• **Required work**:
1. Using the Windows Runtime article, list every place where the article says a file being opened and accessed might be located.
2. Copy the passage of the Windows Runtime article word for word, starting at "As I mentioned" and ending at "authorization and security.".
3. Answer these questions from the Windows Runtime article:
(a) To which hardware platform was a portion of the existing Win32 services ported for Windows 8?
(b) For what kind of computers is the desktop mode in Windows 8 available?
(c) What does the author's daughter mainly use her PC for?

• **Selected passage**:
***

Inside the Windows Runtime, Part 2

As I mentioned in the previous post, run-time libraries in Windows provide services for applications running in User mode. For historical reasons, this run-time layer in Windows was always known as the Win32 libraries, even when these services are requested in the 64-bit OS in 32-bit mode. A good example of a Win32 run-time service is any operation that involves opening and accessing a file somewhere in the file system (or the network, or the cloud). A more involved example is the set of Win32 services an application needs to access to play an audio file, including understanding the specific audio file compressed format, and checking authorization and security.

For Windows 8, a portion of the existing Win32 services in Windows were ported to the ARM hardware platform.  The scope of the Win32 API is huge, and it was probably not feasible to convert all of it during the span of a single, time-constrained release cycle. Unfortunately, the fact that the new Windows 8 Runtime library encompasses considerably less than the full surface area of Win32 means that Windows 8 is not fully upwards compatible with previous versions of Windows. Existing Windows applications can run in the desktop mode provided in Windows 8, but that is available only for Intel-based computers not ARM tablets and phones. The number of Windows 8-specific apps that take advantage of the new UI is growing, but it is still limited, compared to tablets that run iOS or Android.

For customers using Intel-based machines, the confusion that arises from being forced to switch back and forth between the new Windows 8 Metro interface, which was designed with touch-screen based computers, tablets and phones in mind, and the legacy applications running on the desktop interface is palpable. Shortly after Christmas, I took my daughter to a local electronics store where she could pick out a new touch-based PC to use for school. (Who am I fooling? She uses her PC mainly to access Facebook and keep up with all her friends online.)

***

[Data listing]
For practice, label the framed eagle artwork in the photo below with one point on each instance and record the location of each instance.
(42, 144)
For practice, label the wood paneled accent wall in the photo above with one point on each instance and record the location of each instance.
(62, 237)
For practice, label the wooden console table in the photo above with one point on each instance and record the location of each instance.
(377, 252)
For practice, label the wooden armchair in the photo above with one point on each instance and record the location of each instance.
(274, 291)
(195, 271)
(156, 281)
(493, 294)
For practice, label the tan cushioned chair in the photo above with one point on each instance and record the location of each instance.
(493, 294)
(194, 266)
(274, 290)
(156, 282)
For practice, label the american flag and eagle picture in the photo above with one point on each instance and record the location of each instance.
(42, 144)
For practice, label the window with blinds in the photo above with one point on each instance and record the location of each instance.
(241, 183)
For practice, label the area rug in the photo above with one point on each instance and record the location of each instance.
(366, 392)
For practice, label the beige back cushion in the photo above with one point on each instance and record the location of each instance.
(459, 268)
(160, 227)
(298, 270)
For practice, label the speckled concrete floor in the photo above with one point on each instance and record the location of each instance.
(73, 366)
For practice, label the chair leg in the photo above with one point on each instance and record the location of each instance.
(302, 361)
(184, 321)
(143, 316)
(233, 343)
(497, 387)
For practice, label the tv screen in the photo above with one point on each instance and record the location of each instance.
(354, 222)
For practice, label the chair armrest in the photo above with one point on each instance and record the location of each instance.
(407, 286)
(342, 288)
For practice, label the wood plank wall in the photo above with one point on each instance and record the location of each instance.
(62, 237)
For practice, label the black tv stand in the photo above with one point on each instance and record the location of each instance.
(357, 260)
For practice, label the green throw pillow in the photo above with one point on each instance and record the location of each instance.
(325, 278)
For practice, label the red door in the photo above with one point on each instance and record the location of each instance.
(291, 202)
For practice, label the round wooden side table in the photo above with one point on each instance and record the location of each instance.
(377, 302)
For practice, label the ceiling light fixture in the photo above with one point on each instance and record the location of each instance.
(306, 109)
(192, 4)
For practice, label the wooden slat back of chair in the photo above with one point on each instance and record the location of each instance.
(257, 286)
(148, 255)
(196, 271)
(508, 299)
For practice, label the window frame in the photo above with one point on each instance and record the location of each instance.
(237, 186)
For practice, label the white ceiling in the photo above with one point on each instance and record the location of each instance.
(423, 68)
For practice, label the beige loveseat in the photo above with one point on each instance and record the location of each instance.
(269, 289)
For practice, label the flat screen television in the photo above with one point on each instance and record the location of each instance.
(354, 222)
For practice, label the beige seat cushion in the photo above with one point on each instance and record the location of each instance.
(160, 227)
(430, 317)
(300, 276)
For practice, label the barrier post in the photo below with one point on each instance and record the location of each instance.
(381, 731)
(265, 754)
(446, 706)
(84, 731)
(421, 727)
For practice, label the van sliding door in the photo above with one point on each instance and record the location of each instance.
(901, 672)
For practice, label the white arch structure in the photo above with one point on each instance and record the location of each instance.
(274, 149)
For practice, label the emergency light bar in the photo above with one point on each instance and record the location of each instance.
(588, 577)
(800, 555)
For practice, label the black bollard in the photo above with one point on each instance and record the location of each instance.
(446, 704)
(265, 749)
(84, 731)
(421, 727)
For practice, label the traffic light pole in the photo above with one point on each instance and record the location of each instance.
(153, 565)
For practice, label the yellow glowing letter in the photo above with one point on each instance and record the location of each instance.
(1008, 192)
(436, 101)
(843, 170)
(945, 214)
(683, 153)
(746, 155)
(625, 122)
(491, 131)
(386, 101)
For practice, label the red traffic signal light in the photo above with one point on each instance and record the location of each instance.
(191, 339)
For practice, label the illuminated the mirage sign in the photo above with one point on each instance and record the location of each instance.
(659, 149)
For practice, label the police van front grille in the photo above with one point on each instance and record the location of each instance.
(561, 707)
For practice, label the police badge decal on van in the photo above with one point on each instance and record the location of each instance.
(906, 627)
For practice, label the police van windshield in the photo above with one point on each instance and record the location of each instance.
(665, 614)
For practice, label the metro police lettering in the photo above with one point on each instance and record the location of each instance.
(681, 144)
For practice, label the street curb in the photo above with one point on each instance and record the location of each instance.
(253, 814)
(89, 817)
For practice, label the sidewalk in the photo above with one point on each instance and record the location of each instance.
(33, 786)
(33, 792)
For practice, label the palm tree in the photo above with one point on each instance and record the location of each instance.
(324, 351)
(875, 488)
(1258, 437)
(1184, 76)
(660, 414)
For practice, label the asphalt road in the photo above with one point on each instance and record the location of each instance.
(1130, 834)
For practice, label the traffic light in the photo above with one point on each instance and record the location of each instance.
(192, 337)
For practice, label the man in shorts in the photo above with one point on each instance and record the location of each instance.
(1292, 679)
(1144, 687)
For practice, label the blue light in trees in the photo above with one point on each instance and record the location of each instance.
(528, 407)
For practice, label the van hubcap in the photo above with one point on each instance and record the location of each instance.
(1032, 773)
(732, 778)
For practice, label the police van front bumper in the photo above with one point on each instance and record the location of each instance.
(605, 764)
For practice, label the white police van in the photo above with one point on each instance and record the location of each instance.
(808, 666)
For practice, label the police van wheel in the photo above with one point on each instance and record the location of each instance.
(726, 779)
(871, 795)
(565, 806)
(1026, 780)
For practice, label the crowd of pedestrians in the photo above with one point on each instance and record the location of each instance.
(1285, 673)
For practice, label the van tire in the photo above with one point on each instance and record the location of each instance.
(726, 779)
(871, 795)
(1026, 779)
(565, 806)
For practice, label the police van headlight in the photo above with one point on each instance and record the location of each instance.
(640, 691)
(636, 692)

***

• **Outputs**:
1.
- the file system
- the network
- the cloud

2.
As I mentioned in the previous post, run-time libraries in Windows provide services for applications running in User mode. For historical reasons, this run-time layer in Windows was always known as the Win32 libraries, even when these services are requested in the 64-bit OS in 32-bit mode. A good example of a Win32 run-time service is any operation that involves opening and accessing a file somewhere in the file system (or the network, or the cloud). A more involved example is the set of Win32 services an application needs to access to play an audio file, including understanding the specific audio file compressed format, and checking authorization and security.

3.
(a) The ARM hardware platform.
(b) Only Intel-based computers.
(c) To access Facebook and keep up with all her friends online.